====== TEXTAUSZUG ======
Ilchmann kommt aus Waghäusel und musste früher immer nach Karlsruhe fahren, um unverpackt einzukaufen. Das wollte sie ändern und in Waghäusel einen eigenen Laden aufmachen. Aber das hat nicht geklappt. Dann kam ihr im Dezember die Idee mit dem Verkaufswagen und den Wochenmärkten. „Das macht mehr Sinn, den Leuten vor die Tür zu fahren, man bekommt Kontakt und kommt an die Leute ran.“

Also suchte sie mit ihrem Mann einen Wagen. Einen ausgedienten Krankenwagen hatten sie gefunden, „der hatte ein Waschbecken und war hygienisch“, wie sie berichtet. Dann entdeckten sie den alten Bäckerwagen. Und so ist sie seit Anfang des Jahres mit ihrem grünen Unverpackt-Verkaufswagen mit der Aufschrift „sell & ebbes“ (aus dem Badischen übersetzt: dies und etwas) jetzt jeden Samstag auf dem Mannheimer Wochenmarkt in G 1. Sie steht in der nördlichen Ecke, „etwas abseits, aber die Leute finden mich.“

„Die hat hier gefehlt“, lobt Lisa Lill-Lehmann, „sie hat eine Lücke hier gefüllt.“ Alle möglichen Becher und Gläschen stapeln sich vor ihr, sie kauft für ihren Mann und das kleine Kind ein, den Stand habe sie zufällig im Januar entdeckt, wie sie sagt. Und seitdem gehört sie zur glücklichen Stammkundschaft. „Das Einkaufen macht Spaß hier“, so Lill-Lehmann. Zuletzt will sie noch von den „naggischen“ Gummibärchen mitnehmen: „Stopp sagen oder voll?“, fragt Ilchmann routiniert, doch Lill-Lehmann klärt sie auf: „Bei Gummibärchen gibt es kein Stopp.“

Unverpackt einkaufen

  • Der erste verpackungsfreie Laden eröffnete 2014 in Berlin.
======
AUFGABEN UND ÜBUNGEN:
[a] Auf welchem Markt steht der Unverpackt-Verkaufswagen laut dem Textauszug jeden Samstag?
[b] Setze den Textauszug über den Unverpackt-Verkaufswagen im Anschluss an seinen letzten Satz fort.
====== ERFASSTE DATEN ======
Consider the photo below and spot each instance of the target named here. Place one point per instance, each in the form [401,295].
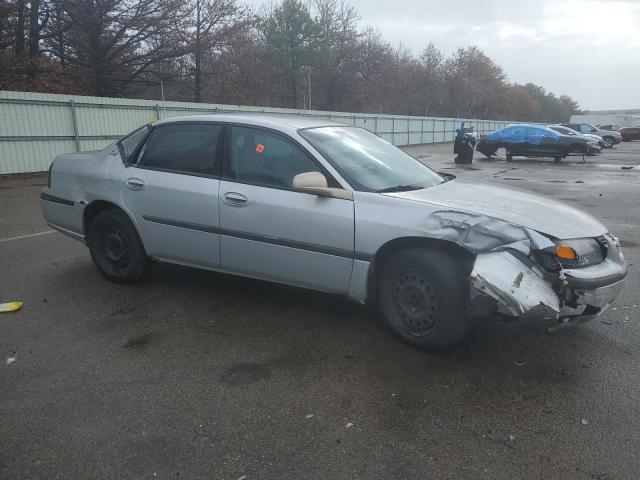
======
ERGEBNISSE DER AUFGABEN:
[a] Auf dem Mannheimer Wochenmarkt in G 1.

[b]
  • 2018 machte der erste verpackungsfreie Laden in Mannheim auf.
  • Mittlerweile gibt es mehr als 140 verpackungsfreie Läden in ganz Deutschland.
  • „sell & ebbes“ von Andrea Ilchmann ist der zweite Unverpackt-Wagen auf deutschen Wochenmärkten.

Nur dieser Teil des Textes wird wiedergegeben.